# Zu befolgende Anweisungen
Schreib sämtliche folgenden Einträge als JSON-Liste von Zeichenketten um, mit je einer Zeichenkette pro Zeile und ohne Leerzeilen. Die Bilder gehören nicht in die Antwort.

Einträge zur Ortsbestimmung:
____

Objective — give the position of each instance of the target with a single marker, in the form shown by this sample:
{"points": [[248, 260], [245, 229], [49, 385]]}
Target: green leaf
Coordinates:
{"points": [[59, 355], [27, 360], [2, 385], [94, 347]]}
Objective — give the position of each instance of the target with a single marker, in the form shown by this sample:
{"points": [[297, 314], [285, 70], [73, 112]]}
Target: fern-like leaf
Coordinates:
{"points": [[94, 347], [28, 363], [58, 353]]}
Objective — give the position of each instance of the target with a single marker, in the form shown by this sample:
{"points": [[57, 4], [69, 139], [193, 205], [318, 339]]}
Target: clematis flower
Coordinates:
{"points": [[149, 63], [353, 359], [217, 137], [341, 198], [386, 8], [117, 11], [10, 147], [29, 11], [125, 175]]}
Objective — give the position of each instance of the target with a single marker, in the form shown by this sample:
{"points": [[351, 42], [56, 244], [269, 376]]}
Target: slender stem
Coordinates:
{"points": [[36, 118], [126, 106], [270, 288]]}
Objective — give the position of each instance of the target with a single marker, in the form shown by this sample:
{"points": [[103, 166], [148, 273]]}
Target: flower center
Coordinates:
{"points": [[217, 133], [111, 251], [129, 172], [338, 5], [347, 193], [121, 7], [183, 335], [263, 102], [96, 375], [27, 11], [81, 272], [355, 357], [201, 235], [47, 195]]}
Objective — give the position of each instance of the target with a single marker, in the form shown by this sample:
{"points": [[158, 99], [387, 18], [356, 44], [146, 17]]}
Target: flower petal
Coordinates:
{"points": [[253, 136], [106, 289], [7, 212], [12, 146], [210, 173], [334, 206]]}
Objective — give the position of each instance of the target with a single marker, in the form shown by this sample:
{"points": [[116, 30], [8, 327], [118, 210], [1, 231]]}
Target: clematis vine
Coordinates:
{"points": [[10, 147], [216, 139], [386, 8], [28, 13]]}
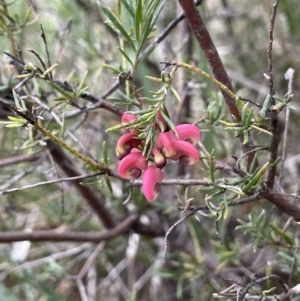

____

# Vollständige Antwort
[
  "Objective — give the position of each instance of the target with a single marker, in the form shown by this sample:",
  "{\"points\": [[248, 260], [245, 229], [49, 385]]}",
  "Target: green leaf",
  "Coordinates:",
  "{\"points\": [[59, 355], [27, 360], [2, 385], [94, 347]]}",
  "Objective — give the position of each instance of the target with a single marker, in the form shown by this sample:",
  "{\"points\": [[297, 314], [285, 70], [73, 112]]}",
  "Target: fern-like leaf",
  "Coordinates:",
  "{\"points\": [[94, 347], [28, 363], [58, 353]]}",
  "Objective — give the position of each instance of the target with a single marker, in the form shown by this sample:",
  "{\"points\": [[57, 4], [69, 139], [193, 205], [318, 339]]}",
  "Target: clematis flower",
  "Coordinates:",
  "{\"points\": [[149, 63], [353, 359], [217, 137], [341, 198], [386, 8], [117, 11], [10, 147], [29, 11], [125, 175]]}",
  "Objective — give the position of each instance of the target with a single marker, in the form shown by this sample:",
  "{\"points\": [[351, 42], [56, 244], [269, 376]]}",
  "Target: slender stem",
  "Coordinates:",
  "{\"points\": [[36, 118], [126, 106], [270, 288]]}",
  "Objective — give the position of each instance of the target with a single marker, in the form shown by this sample:",
  "{\"points\": [[103, 166], [148, 273]]}",
  "Target: flower center",
  "Coordinates:",
  "{\"points\": [[217, 133], [111, 251], [129, 172], [338, 5], [347, 193], [121, 7], [183, 335], [263, 102], [96, 375], [27, 11], [81, 272], [355, 357], [201, 235], [47, 195]]}",
  "Objective — give the position of each instance of the target with a single marker, in the form shown by this sample:",
  "{\"points\": [[158, 99], [387, 18], [356, 44], [146, 17]]}",
  "Target: flower petal",
  "Coordinates:",
  "{\"points\": [[253, 136], [106, 289], [7, 212], [12, 146], [210, 173], [334, 206]]}",
  "Objective — give the position of each instance of the target with a single marker, in the form shown by this sample:",
  "{\"points\": [[116, 30], [8, 327], [118, 210], [1, 231]]}",
  "Target: clematis vine",
  "Coordinates:",
  "{\"points\": [[10, 147], [216, 139], [386, 8], [28, 13]]}"
]